= Extracted material =
%%
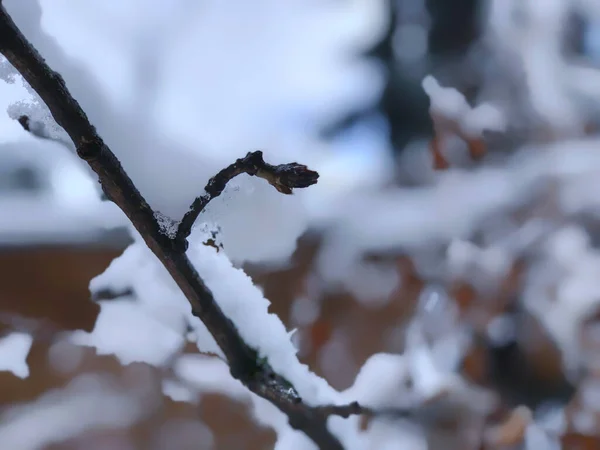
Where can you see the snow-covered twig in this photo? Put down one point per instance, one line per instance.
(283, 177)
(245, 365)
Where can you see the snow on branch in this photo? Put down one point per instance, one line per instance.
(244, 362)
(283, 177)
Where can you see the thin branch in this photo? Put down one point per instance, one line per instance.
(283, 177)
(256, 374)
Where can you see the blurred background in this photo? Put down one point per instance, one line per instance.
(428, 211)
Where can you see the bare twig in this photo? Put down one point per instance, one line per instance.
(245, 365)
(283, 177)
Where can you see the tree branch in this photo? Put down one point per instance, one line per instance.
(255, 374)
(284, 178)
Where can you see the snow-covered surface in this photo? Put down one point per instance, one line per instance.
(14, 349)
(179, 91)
%%
%%
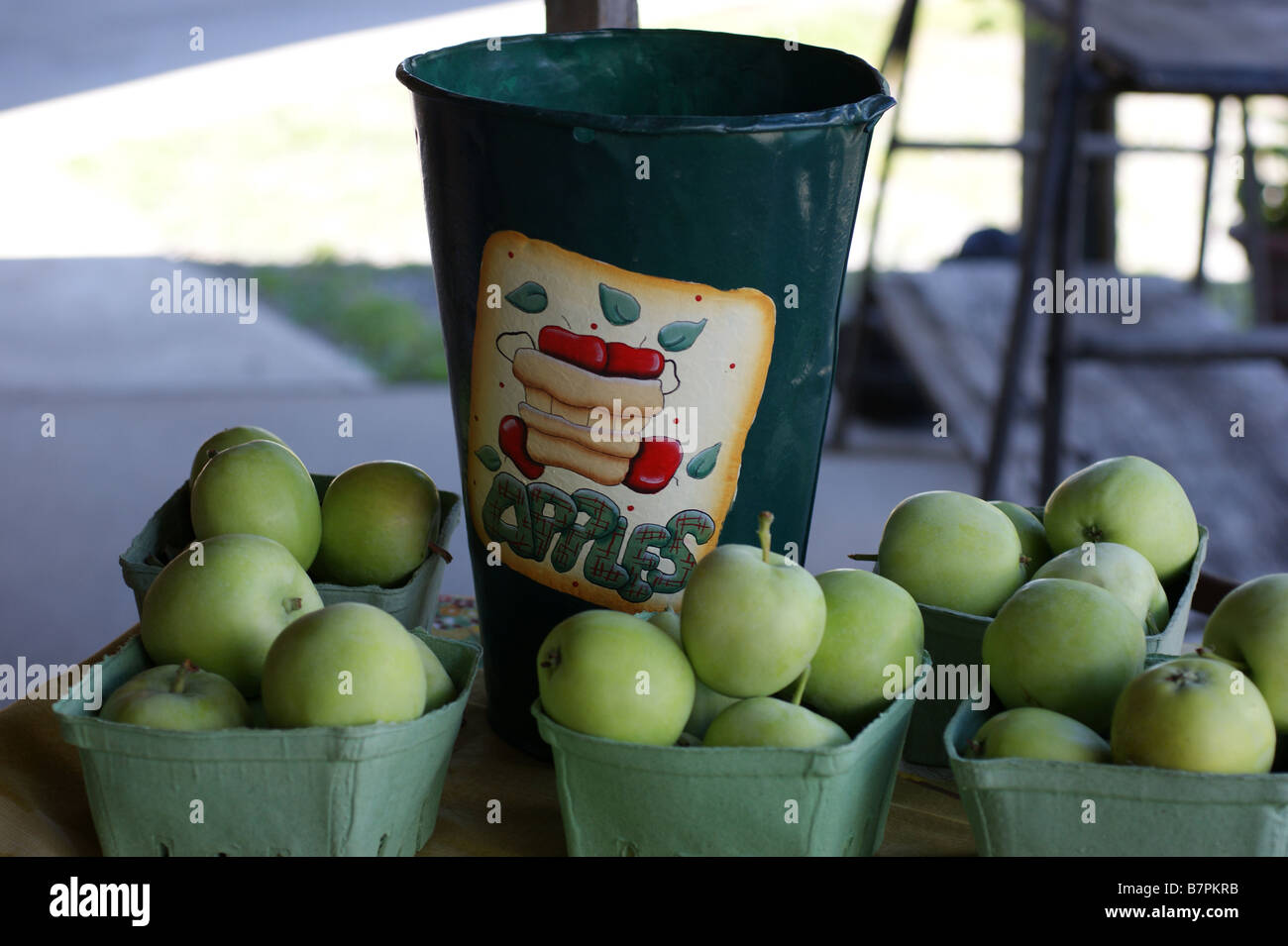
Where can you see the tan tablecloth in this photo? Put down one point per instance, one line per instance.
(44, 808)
%%
%%
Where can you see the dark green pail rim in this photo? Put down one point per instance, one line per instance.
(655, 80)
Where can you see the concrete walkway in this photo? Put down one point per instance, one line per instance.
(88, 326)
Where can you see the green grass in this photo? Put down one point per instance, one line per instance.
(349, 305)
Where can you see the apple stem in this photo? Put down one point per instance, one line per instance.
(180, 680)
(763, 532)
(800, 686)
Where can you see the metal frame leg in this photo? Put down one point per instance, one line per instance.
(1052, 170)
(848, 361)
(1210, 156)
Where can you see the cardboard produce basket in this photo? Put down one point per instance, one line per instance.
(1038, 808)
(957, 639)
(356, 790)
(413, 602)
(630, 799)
%%
= Goal of the exercise =
Please count the rows above that contain the string "branch" and reply with the number alone.

= Finished answer =
3